== EXERCISE INSTRUCTIONS ==
Start at the line that contains "query: the noun phrase to segment: **man lying" and reproduce each line word for word, stopping after the final line.

== DATA SHOWN ==
━━━━━━━━━━
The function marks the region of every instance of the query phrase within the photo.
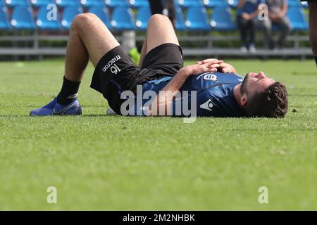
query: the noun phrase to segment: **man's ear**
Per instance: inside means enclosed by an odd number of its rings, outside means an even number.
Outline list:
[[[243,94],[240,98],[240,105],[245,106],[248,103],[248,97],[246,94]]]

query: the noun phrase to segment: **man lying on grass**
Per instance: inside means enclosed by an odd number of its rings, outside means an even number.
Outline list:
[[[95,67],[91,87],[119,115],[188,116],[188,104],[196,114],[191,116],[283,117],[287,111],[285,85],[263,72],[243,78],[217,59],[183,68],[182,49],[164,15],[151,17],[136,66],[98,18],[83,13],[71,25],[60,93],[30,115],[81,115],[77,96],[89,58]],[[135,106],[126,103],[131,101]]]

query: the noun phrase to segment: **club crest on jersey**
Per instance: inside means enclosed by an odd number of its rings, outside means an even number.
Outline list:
━━━━━━━━━━
== THE OUTPUT ==
query: the noun phrase to segment: **man lying on grass**
Per instance: inside means enclosed by an odd number of its rings, outside means an even number.
Outline list:
[[[95,67],[91,87],[119,115],[188,116],[188,104],[196,114],[191,116],[283,117],[287,111],[285,85],[263,72],[243,78],[217,59],[183,68],[182,49],[164,15],[151,17],[136,66],[98,18],[83,13],[71,25],[60,93],[30,115],[81,115],[77,96],[89,58]],[[135,106],[126,103],[131,101]]]

query: the noun phrase to segment: **club crest on jersey**
Per instance: inside means enclosed by an odd number of its rings, outside means an even number.
Outline list:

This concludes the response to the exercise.